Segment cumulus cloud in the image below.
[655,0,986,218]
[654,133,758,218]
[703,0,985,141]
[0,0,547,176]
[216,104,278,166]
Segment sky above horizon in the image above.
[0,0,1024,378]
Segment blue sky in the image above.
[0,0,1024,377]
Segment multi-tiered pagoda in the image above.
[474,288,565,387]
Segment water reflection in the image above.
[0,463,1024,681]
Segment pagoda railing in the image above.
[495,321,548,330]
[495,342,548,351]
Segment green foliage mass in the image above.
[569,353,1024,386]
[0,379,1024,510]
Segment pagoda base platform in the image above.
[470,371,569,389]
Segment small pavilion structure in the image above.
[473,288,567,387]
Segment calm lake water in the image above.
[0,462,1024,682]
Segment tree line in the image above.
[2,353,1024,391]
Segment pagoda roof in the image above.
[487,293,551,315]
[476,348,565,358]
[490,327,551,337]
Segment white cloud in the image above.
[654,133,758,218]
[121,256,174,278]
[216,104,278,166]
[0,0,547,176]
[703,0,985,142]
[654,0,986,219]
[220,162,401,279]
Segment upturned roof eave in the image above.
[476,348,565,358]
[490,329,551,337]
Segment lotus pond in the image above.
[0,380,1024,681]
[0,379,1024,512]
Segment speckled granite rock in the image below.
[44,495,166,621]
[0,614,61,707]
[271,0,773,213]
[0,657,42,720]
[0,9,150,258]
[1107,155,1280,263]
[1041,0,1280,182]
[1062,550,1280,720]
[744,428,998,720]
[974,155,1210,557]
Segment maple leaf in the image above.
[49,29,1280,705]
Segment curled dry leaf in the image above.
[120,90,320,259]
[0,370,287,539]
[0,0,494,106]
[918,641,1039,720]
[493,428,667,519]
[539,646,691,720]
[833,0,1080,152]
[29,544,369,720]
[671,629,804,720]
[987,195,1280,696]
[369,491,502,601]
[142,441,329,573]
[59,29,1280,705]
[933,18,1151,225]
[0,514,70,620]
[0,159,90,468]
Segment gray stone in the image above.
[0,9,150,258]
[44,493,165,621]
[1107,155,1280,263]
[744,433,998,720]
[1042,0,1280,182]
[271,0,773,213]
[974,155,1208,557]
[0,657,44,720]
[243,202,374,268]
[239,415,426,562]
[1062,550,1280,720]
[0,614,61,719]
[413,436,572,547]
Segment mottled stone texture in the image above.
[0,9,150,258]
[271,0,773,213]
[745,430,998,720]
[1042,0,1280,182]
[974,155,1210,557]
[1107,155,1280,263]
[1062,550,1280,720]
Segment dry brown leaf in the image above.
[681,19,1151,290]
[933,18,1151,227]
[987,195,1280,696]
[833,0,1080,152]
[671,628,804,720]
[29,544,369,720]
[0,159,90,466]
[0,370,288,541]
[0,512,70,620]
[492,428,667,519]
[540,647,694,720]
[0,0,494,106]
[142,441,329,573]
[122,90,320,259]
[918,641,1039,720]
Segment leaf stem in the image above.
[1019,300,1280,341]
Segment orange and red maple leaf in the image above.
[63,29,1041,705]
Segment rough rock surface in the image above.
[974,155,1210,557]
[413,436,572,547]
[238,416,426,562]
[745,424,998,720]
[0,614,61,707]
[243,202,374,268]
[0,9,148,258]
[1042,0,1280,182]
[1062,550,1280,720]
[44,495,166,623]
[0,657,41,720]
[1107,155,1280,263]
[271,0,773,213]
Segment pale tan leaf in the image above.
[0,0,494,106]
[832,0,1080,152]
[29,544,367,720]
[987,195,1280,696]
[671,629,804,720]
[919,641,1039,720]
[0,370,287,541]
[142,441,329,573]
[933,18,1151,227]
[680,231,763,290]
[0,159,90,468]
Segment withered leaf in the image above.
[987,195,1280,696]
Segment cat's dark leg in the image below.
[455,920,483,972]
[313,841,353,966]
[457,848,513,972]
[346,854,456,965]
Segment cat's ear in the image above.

┄┄┄┄┄┄┄┄┄┄┄┄┄┄┄┄┄┄┄┄

*What is being asked*. Please copy every line of the data above character for character, from the first line to the last.

*Expected answer*.
Segment cumulus cloud in the image below.
[655,0,986,218]
[654,133,758,218]
[703,0,985,141]
[0,0,547,176]
[216,104,278,166]
Segment sky above horizon in the image above.
[0,0,1024,378]
Segment blue sky in the image above.
[0,0,1024,377]
Segment multi-tiered pagoda in the image above.
[474,288,565,387]
Segment water reflection in the image above.
[0,463,1024,681]
Segment pagoda railing in the image above.
[495,321,548,330]
[495,342,548,351]
Segment green foliage mass in the image above.
[569,353,1024,386]
[0,379,1024,510]
Segment pagoda base platform in the image above.
[470,371,569,389]
Segment small pavilion structure in the image above.
[473,288,567,387]
Segment calm lake water in the image above.
[0,462,1024,682]
Segment tree line in the image above.
[2,353,1024,391]
Segment pagoda roof in the image above.
[487,293,551,315]
[476,348,565,358]
[490,327,551,337]
Segment white cloud in the image above.
[654,133,758,218]
[121,256,174,278]
[216,104,278,166]
[0,0,547,176]
[703,0,985,142]
[654,0,986,219]
[220,162,401,279]
Segment upturned roof eave in the image above.
[476,348,565,358]
[490,329,551,337]
Segment lotus pond in the image above.
[0,380,1024,681]
[0,379,1024,512]
Segment speckled granite rock in the image below.
[44,495,166,621]
[0,614,61,707]
[271,0,773,213]
[0,657,42,720]
[0,9,150,258]
[1107,155,1280,263]
[1041,0,1280,182]
[1062,550,1280,720]
[744,428,998,720]
[974,155,1210,557]
Segment maple leaf in the image above.
[49,29,1280,705]
Segment curled dry leaf in the image above.
[120,90,320,259]
[0,370,287,539]
[0,0,494,106]
[918,641,1039,720]
[493,428,667,519]
[539,646,691,720]
[833,0,1080,152]
[29,544,369,720]
[671,629,804,720]
[987,195,1280,696]
[369,491,502,601]
[142,441,329,573]
[59,29,1280,705]
[933,18,1151,225]
[0,514,70,620]
[0,159,90,468]
Segment gray stone in the image above.
[0,9,150,258]
[44,493,165,621]
[1107,155,1280,263]
[744,433,998,720]
[1042,0,1280,182]
[271,0,773,213]
[974,155,1208,557]
[0,657,44,720]
[243,202,374,268]
[239,415,426,562]
[1062,550,1280,720]
[0,614,61,719]
[413,436,572,547]
Segment mottled stone texture in the image above.
[0,9,150,258]
[271,0,773,213]
[745,430,998,720]
[1042,0,1280,182]
[974,155,1210,557]
[1107,155,1280,263]
[1062,550,1280,720]
Segment dry brown leaf in the image above.
[681,19,1151,290]
[933,18,1151,227]
[987,195,1280,696]
[833,0,1080,152]
[671,628,804,720]
[29,544,369,720]
[0,159,90,466]
[0,370,288,541]
[0,512,70,620]
[492,428,667,519]
[540,647,694,720]
[0,0,494,106]
[142,441,329,573]
[122,90,320,259]
[918,641,1039,720]
Segment leaf stem in the image above.
[1019,300,1280,341]
Segment orange and red maple leaf in the image above.
[63,29,1041,705]
Segment rough rock surface in the image above.
[974,155,1210,557]
[413,436,572,547]
[238,416,426,562]
[745,424,998,720]
[0,614,61,707]
[243,202,374,268]
[0,9,148,258]
[1042,0,1280,182]
[1062,550,1280,720]
[44,495,166,623]
[0,657,41,720]
[1107,155,1280,263]
[271,0,773,213]
Segment pale tan leaf in the image above.
[0,0,494,106]
[832,0,1080,152]
[29,544,367,720]
[987,195,1280,696]
[671,629,804,720]
[919,641,1039,720]
[0,370,287,541]
[142,441,329,573]
[933,18,1151,227]
[680,231,763,290]
[0,159,90,468]
Segment withered leaf in the image above.
[987,195,1280,696]
Segment cat's dark leg in the image below.
[455,920,483,972]
[313,841,353,966]
[457,848,513,972]
[346,854,456,965]
Segment cat's ear in the image above.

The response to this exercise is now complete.